#### Available data:

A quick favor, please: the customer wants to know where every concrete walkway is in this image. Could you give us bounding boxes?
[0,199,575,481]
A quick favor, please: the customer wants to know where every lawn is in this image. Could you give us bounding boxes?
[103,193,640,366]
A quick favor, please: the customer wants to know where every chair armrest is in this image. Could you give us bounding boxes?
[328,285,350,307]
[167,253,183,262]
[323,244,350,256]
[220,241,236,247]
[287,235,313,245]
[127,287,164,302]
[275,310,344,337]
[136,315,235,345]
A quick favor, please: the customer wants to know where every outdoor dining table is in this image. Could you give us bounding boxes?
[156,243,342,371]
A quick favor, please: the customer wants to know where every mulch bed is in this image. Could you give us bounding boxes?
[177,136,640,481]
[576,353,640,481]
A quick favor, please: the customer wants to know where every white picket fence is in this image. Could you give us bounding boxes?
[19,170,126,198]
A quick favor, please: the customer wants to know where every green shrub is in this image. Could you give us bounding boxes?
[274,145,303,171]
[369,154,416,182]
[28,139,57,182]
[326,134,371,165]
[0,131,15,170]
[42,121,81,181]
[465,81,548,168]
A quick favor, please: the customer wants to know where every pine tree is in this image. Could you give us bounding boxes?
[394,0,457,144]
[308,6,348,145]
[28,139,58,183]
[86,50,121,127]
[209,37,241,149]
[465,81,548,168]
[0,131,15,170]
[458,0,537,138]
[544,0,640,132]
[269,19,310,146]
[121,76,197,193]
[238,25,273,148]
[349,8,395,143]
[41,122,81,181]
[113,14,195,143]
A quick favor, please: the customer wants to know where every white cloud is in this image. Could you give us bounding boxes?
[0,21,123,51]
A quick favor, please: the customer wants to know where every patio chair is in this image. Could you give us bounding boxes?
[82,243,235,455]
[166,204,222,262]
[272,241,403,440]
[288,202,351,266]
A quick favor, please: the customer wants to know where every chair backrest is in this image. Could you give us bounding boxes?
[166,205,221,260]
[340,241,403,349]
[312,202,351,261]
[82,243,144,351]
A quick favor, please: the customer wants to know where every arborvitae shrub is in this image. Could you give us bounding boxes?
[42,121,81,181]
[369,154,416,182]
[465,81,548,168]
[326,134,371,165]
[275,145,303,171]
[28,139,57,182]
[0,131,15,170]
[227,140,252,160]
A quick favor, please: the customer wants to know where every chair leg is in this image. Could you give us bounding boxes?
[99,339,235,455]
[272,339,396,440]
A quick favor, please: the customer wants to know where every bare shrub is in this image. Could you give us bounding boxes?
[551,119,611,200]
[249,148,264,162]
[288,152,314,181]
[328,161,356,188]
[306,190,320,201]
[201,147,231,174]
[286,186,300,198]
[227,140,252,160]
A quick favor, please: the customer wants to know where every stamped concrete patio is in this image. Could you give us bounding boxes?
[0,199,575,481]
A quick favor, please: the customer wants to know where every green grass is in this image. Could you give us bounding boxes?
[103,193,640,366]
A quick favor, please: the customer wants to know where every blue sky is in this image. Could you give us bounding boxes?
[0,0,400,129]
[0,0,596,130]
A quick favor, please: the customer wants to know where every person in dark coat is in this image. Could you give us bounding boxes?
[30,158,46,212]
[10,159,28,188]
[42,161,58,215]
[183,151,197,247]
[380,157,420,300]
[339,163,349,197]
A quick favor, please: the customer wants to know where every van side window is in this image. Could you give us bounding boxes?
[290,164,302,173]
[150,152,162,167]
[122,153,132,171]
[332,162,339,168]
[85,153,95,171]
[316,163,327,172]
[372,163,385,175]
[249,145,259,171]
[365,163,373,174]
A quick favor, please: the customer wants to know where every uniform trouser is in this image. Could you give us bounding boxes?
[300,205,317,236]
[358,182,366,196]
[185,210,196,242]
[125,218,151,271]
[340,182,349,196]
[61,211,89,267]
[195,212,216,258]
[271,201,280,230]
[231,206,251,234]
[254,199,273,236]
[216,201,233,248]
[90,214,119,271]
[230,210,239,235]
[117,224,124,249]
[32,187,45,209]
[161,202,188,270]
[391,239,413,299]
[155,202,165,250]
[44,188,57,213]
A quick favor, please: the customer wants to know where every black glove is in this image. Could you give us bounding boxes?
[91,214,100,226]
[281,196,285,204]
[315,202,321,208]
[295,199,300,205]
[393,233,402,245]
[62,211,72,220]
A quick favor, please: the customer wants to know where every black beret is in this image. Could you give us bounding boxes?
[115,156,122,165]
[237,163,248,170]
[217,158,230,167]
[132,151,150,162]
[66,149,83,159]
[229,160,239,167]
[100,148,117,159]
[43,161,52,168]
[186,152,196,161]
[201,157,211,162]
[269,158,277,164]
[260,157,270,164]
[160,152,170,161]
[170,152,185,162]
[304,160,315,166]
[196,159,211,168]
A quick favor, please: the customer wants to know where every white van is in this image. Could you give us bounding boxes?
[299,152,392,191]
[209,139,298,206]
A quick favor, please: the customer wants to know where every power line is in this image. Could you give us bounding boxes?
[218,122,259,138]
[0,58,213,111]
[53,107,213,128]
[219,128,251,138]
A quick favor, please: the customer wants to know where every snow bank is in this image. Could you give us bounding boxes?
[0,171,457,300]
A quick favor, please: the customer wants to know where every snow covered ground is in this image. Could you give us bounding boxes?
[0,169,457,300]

#### Exercise requirements:
Exact output of every entry is required.

#### Response for this exercise:
A quick favor, please: the customer wants to know where every concrete walkway is in this image. Could you give us bounding boxes?
[0,199,575,481]
A quick favor, please: the customer wants to know where every lawn is in this image. Could you give us bounding boxes?
[103,193,640,366]
A quick favor, please: the customer wants to know where every chair armrest is in this image. Could you give us bounding boxes?
[328,285,350,307]
[167,253,183,262]
[323,244,350,256]
[220,241,236,247]
[287,235,313,245]
[127,287,164,302]
[275,310,344,337]
[136,315,235,345]
A quick favor, please: the customer wants to know where every outdoor dining table is in this image. Could you give us bounding boxes?
[156,243,342,371]
A quick favor, please: the customer wants to know where every mulch bed is in this image. Could you give us bounding boxes?
[177,136,640,481]
[576,353,640,481]
A quick favor, please: the customer wants to know where every white picket fence is in this image. Could you give us bounding boxes?
[19,170,126,198]
A quick favor, please: the customer wants to know where every green shrub is in this image. Could you give us bounding boxes?
[274,145,303,171]
[369,154,416,182]
[28,139,57,182]
[326,134,371,165]
[0,131,15,170]
[42,121,81,181]
[465,81,548,168]
A quick favor, please: the customer wants to know where every pine tree is in this image. Could you give us bounding boxes?
[394,0,457,144]
[308,6,348,145]
[28,139,58,183]
[86,50,121,127]
[209,37,241,149]
[465,81,548,168]
[0,131,15,170]
[458,0,537,138]
[544,0,640,132]
[269,19,310,146]
[121,76,197,193]
[238,25,273,148]
[349,8,395,143]
[41,122,81,181]
[113,14,195,143]
A quick favor, please: the customer wants to know where every white cloud is in this image. Could you give us bounding boxes?
[0,21,123,51]
A quick favor, please: the customer wants to know where every patio chair is in this image. Could you give us bounding boxes?
[82,243,235,455]
[166,204,222,262]
[272,241,403,440]
[288,202,351,266]
A quick favor, please: the customer wants to know where every chair backrest is in this image. Could you give us bounding boxes?
[166,205,221,260]
[340,241,403,349]
[312,202,351,261]
[82,243,144,351]
A quick favor, please: the customer wants to know where every arborvitae shrub is in this image. Could you give us bounding boxes?
[42,121,81,181]
[369,154,416,182]
[465,81,548,168]
[326,134,371,165]
[275,145,303,171]
[28,139,57,182]
[0,131,15,170]
[227,140,252,160]
A quick favor, please: the customer wants to know where every chair leg is in this image. Could you give us bounding boxes?
[99,339,235,455]
[272,339,396,440]
A quick favor, please: the customer wants to know where every bare shrub is in this image. Could you give us bounding boxes?
[551,119,611,200]
[249,148,264,162]
[288,152,314,181]
[328,161,356,188]
[306,190,320,201]
[201,147,231,174]
[286,186,300,198]
[227,140,252,160]
A quick favor, please: the customer wants to know where every stamped concrete patio is in this image. Could you give us bounding boxes?
[0,199,575,481]
A quick favor, please: the customer wants to know where every green grass is in this image. Could you give us bounding boxes?
[103,193,640,366]
A quick favor, please: the customer wants to know where every blue sky is in this image. Could you give us bounding boxes?
[0,0,400,129]
[0,0,596,130]
A quick favor, please: the customer wants to know where every person in dark coat is in this image. Could you give us bounding boxes?
[30,158,46,212]
[10,159,28,188]
[42,161,58,215]
[183,151,197,247]
[380,157,420,300]
[339,163,349,197]
A quick favor, please: the customer wants to know where every van side window is in this image. Could you give us bounding boxes?
[290,164,302,173]
[150,152,162,167]
[122,153,132,171]
[332,162,339,168]
[85,153,95,171]
[316,163,327,172]
[372,163,385,175]
[249,145,259,171]
[365,163,373,174]
A quick favor, please: the customer wants to know where every uniform trouser is in this image. Could you give us bounding boxes?
[300,205,317,236]
[358,182,366,196]
[185,210,196,242]
[125,218,151,271]
[340,182,349,196]
[61,211,89,267]
[195,212,216,258]
[271,201,280,230]
[231,206,251,234]
[254,199,273,236]
[216,201,233,248]
[90,214,119,271]
[230,210,239,235]
[117,224,124,249]
[32,187,45,209]
[161,202,188,270]
[391,239,413,299]
[155,202,165,250]
[44,188,57,213]
A quick favor, please: the customer wants to know where every black glove is in this image. Could you give us bounding boxes?
[91,214,100,226]
[281,196,285,204]
[315,202,321,208]
[295,199,300,205]
[393,233,402,245]
[62,211,72,220]
A quick favor, please: the customer wants to know where every black beret is in this image. Could you give us bounding boxes?
[115,156,122,165]
[237,163,248,170]
[217,158,230,167]
[132,151,150,162]
[66,149,83,159]
[229,160,239,167]
[100,148,117,159]
[43,161,52,168]
[186,152,196,161]
[201,157,211,162]
[269,158,277,164]
[260,157,270,164]
[160,152,170,161]
[170,152,185,162]
[304,160,315,166]
[196,159,211,168]
A quick favor, please: the customer wants to know where every white van is in this image. Could you give us bounding boxes?
[299,152,392,191]
[209,139,298,206]
A quick favor, please: the customer wants to know where every power line is in this image. Could you give us bounding boxes?
[218,122,259,138]
[0,58,213,111]
[53,107,213,128]
[219,128,251,138]
A quick favor, please: the customer wants to know where every snow bank is in this image. Could you give us bounding boxes?
[0,171,457,300]
A quick favor, please: the customer wants to know where every snow covered ground is in this image. Could you give us bounding boxes?
[0,169,457,300]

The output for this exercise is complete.